What you have to do -> Go through the records underneath and write each one out again exactly.

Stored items
===============
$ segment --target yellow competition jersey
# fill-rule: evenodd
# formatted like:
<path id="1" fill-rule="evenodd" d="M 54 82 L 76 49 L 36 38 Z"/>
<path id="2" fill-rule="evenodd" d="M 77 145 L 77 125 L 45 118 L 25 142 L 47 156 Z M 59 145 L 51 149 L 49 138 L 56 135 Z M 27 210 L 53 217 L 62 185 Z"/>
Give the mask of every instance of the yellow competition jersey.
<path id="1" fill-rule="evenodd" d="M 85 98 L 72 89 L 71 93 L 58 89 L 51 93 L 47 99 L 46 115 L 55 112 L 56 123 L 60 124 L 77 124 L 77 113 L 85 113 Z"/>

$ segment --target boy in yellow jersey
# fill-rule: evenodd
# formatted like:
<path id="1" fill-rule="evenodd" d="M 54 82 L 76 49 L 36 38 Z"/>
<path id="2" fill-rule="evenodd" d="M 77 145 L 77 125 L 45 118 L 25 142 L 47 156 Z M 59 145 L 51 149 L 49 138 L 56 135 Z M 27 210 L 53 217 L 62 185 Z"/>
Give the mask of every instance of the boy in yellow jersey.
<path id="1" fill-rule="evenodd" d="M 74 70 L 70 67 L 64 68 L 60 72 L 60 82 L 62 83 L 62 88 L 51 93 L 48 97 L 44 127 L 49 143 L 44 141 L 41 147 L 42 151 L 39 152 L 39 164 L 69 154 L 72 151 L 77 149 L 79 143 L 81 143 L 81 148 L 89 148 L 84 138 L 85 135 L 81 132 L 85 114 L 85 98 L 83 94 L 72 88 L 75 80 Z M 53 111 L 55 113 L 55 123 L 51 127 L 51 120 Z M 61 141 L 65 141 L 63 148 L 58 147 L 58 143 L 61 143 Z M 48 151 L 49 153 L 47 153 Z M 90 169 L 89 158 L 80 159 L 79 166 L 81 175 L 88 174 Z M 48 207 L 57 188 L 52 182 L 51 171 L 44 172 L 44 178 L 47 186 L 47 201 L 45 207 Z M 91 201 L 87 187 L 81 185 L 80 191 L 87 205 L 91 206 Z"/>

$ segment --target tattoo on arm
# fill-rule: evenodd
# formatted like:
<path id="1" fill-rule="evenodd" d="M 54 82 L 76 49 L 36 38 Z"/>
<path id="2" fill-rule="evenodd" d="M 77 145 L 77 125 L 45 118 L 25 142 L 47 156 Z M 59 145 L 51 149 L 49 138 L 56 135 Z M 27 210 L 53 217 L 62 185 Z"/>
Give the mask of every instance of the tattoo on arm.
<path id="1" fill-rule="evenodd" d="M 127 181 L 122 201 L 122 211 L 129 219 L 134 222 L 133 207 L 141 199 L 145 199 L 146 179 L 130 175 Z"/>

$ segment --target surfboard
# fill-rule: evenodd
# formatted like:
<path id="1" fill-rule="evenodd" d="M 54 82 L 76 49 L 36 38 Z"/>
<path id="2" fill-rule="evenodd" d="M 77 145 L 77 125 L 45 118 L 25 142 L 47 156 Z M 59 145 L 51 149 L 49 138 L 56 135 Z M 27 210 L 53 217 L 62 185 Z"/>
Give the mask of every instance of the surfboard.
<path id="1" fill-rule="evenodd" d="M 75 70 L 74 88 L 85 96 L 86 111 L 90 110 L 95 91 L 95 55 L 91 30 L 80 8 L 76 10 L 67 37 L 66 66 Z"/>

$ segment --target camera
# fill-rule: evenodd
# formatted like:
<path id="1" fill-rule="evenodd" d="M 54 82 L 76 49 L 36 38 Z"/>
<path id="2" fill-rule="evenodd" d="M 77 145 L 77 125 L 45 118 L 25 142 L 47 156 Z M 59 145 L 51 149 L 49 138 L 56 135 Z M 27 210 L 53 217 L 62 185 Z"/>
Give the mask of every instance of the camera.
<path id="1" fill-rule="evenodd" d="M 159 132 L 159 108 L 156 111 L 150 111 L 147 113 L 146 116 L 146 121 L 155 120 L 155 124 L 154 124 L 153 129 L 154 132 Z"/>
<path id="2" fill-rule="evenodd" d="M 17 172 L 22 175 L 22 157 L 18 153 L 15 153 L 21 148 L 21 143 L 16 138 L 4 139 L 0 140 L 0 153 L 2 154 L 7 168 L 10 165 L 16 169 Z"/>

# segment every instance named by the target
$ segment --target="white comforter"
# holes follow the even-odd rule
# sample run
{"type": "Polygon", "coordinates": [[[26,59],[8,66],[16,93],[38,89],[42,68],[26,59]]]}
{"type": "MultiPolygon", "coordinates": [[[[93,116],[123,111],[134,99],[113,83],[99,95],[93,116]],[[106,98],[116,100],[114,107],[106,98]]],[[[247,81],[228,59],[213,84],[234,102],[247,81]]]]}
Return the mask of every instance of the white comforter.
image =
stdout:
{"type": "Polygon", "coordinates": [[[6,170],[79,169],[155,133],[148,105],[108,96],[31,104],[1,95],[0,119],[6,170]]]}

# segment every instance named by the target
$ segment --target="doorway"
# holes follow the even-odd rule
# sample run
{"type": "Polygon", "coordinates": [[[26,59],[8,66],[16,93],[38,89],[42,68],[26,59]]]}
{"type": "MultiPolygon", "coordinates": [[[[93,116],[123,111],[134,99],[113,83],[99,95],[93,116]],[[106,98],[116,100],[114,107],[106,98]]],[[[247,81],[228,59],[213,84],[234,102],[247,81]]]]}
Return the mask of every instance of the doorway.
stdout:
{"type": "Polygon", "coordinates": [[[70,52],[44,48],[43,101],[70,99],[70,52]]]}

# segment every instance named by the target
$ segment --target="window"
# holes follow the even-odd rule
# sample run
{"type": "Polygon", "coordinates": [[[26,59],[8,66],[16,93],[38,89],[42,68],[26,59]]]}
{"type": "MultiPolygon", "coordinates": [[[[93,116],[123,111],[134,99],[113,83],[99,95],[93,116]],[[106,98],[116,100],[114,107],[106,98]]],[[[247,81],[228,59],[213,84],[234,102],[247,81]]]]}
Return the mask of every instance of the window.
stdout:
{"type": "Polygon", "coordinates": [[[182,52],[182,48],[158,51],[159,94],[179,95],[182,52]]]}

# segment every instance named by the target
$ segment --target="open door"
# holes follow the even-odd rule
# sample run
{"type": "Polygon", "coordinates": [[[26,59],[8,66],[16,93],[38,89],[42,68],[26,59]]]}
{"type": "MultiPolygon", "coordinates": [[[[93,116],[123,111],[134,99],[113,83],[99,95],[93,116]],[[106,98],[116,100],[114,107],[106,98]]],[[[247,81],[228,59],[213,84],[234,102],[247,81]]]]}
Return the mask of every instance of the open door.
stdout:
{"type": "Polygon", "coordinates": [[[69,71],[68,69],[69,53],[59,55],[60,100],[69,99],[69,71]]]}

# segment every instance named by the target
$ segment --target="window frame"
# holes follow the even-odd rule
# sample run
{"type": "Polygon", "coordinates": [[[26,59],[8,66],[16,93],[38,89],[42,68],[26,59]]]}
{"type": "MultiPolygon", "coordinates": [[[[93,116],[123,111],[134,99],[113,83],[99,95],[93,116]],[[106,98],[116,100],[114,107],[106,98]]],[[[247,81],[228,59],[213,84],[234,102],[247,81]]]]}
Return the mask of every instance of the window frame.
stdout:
===============
Response ->
$ segment --target yellow competition jersey
# fill-rule: evenodd
# formatted like:
<path id="1" fill-rule="evenodd" d="M 54 82 L 76 49 L 36 38 Z"/>
<path id="2" fill-rule="evenodd" d="M 77 145 L 77 125 L 45 118 L 25 142 L 47 156 Z M 59 145 L 51 149 L 49 138 L 56 135 Z M 27 210 L 53 217 L 62 185 Z"/>
Give the mask of every instance of the yellow competition jersey.
<path id="1" fill-rule="evenodd" d="M 85 98 L 72 89 L 71 93 L 58 89 L 51 93 L 47 99 L 46 115 L 55 112 L 56 123 L 60 124 L 77 124 L 77 113 L 85 113 Z"/>

$ segment --target boy in yellow jersey
# fill-rule: evenodd
# formatted like:
<path id="1" fill-rule="evenodd" d="M 54 82 L 76 49 L 36 38 Z"/>
<path id="2" fill-rule="evenodd" d="M 77 145 L 77 125 L 45 118 L 25 142 L 47 156 Z M 59 145 L 51 149 L 49 138 L 56 135 Z M 27 210 L 53 217 L 62 185 Z"/>
Give the mask of every instance of the boy in yellow jersey.
<path id="1" fill-rule="evenodd" d="M 74 70 L 70 67 L 64 68 L 60 72 L 60 82 L 62 83 L 62 88 L 51 93 L 48 97 L 44 127 L 49 143 L 44 141 L 41 147 L 42 151 L 39 152 L 39 164 L 69 154 L 72 151 L 77 149 L 79 143 L 81 143 L 81 148 L 89 148 L 84 138 L 85 135 L 81 132 L 85 114 L 85 98 L 83 94 L 72 88 L 75 80 Z M 53 111 L 55 113 L 55 123 L 51 127 L 51 120 Z M 61 141 L 65 141 L 63 148 L 58 147 L 58 143 L 61 143 Z M 48 151 L 49 153 L 47 153 Z M 90 169 L 89 158 L 80 159 L 79 166 L 81 175 L 88 174 Z M 48 207 L 57 188 L 52 182 L 51 171 L 44 172 L 44 178 L 47 186 L 47 201 L 45 207 Z M 91 201 L 87 187 L 81 185 L 80 191 L 87 205 L 91 206 Z"/>

$ segment --target tattoo on arm
# fill-rule: evenodd
# formatted like:
<path id="1" fill-rule="evenodd" d="M 54 82 L 76 49 L 36 38 Z"/>
<path id="2" fill-rule="evenodd" d="M 77 145 L 77 125 L 45 118 L 25 142 L 47 156 Z M 59 145 L 51 149 L 49 138 L 56 135 Z M 27 210 L 53 217 L 62 185 Z"/>
Give the mask of every instance of the tattoo on arm.
<path id="1" fill-rule="evenodd" d="M 127 181 L 122 201 L 122 211 L 129 219 L 134 222 L 133 207 L 141 199 L 145 199 L 146 179 L 130 175 Z"/>

$ segment --target surfboard
# fill-rule: evenodd
# formatted like:
<path id="1" fill-rule="evenodd" d="M 54 82 L 76 49 L 36 38 Z"/>
<path id="2" fill-rule="evenodd" d="M 77 145 L 77 125 L 45 118 L 25 142 L 47 156 Z M 59 145 L 51 149 L 49 138 L 56 135 Z M 27 210 L 53 217 L 62 185 Z"/>
Give the mask of every instance of the surfboard.
<path id="1" fill-rule="evenodd" d="M 75 70 L 74 88 L 85 96 L 86 111 L 90 110 L 95 91 L 95 55 L 91 30 L 80 8 L 76 10 L 67 37 L 66 66 Z"/>

$ segment --target camera
# fill-rule: evenodd
# formatted like:
<path id="1" fill-rule="evenodd" d="M 54 82 L 76 49 L 36 38 Z"/>
<path id="2" fill-rule="evenodd" d="M 77 145 L 77 125 L 45 118 L 25 142 L 47 156 Z M 59 145 L 51 149 L 49 138 L 56 135 Z M 27 210 L 53 217 L 62 185 Z"/>
Give the mask of every instance of the camera.
<path id="1" fill-rule="evenodd" d="M 159 132 L 159 108 L 156 111 L 150 111 L 147 113 L 146 116 L 146 121 L 155 120 L 155 124 L 154 124 L 153 129 L 154 132 Z"/>
<path id="2" fill-rule="evenodd" d="M 17 172 L 22 175 L 22 157 L 18 153 L 15 153 L 21 148 L 21 143 L 16 138 L 4 139 L 0 140 L 0 153 L 2 154 L 7 168 L 10 165 L 16 169 Z"/>

# segment every instance named by the target
$ segment --target="white comforter"
# holes follow the even-odd rule
# sample run
{"type": "Polygon", "coordinates": [[[26,59],[8,66],[16,93],[38,89],[42,68],[26,59]]]}
{"type": "MultiPolygon", "coordinates": [[[[93,116],[123,111],[134,99],[113,83],[99,95],[93,116]],[[106,98],[116,100],[114,107],[106,98]]],[[[247,81],[228,59],[213,84],[234,102],[247,81]]]]}
Return the mask of every instance of the white comforter.
image =
stdout:
{"type": "Polygon", "coordinates": [[[6,170],[79,169],[155,133],[148,105],[108,96],[31,104],[1,95],[0,119],[6,170]]]}

# segment every instance named by the target
$ segment --target="doorway"
# holes follow the even-odd rule
# sample run
{"type": "Polygon", "coordinates": [[[26,59],[8,66],[16,93],[38,89],[42,68],[26,59]]]}
{"type": "MultiPolygon", "coordinates": [[[[93,116],[123,111],[134,99],[113,83],[99,95],[93,116]],[[106,98],[116,100],[114,107],[106,98]]],[[[247,81],[228,59],[213,84],[234,102],[247,81]]]]}
Return the mask of every instance of the doorway.
stdout:
{"type": "Polygon", "coordinates": [[[70,52],[44,48],[43,101],[70,99],[70,52]]]}

# segment every instance named by the target
$ segment --target="window"
# holes follow the even-odd rule
# sample run
{"type": "Polygon", "coordinates": [[[26,59],[8,66],[16,93],[38,89],[42,68],[26,59]]]}
{"type": "MultiPolygon", "coordinates": [[[[93,116],[123,111],[134,99],[113,83],[99,95],[93,116]],[[106,98],[116,100],[114,107],[106,98]]],[[[247,81],[228,59],[213,84],[234,102],[247,81]]]]}
Return the mask of every instance of the window.
stdout:
{"type": "Polygon", "coordinates": [[[182,52],[182,48],[158,51],[159,94],[179,95],[182,52]]]}

# segment every instance named by the target
$ segment --target="open door"
# holes follow the even-odd rule
# sample run
{"type": "Polygon", "coordinates": [[[26,59],[8,66],[16,93],[38,89],[42,68],[26,59]]]}
{"type": "MultiPolygon", "coordinates": [[[[93,116],[123,111],[134,99],[113,83],[99,95],[93,116]],[[106,98],[116,100],[114,107],[106,98]]],[[[247,81],[228,59],[213,84],[234,102],[247,81]]]]}
Return the mask of every instance of the open door.
stdout:
{"type": "Polygon", "coordinates": [[[69,71],[68,69],[69,53],[59,55],[60,100],[69,99],[69,71]]]}

# segment every instance named by the target
$ segment --target="window frame"
# holes follow the even-odd rule
# sample run
{"type": "Polygon", "coordinates": [[[26,59],[8,66],[16,93],[38,89],[42,68],[26,59]]]}
{"type": "MultiPolygon", "coordinates": [[[[93,116],[123,111],[134,99],[113,83],[99,95],[93,116]],[[106,98],[116,100],[114,107],[106,98]]],[[[247,81],[228,59],[213,84],[234,102],[247,81]]]]}
Return the mask of every instance of the window frame.
stdout:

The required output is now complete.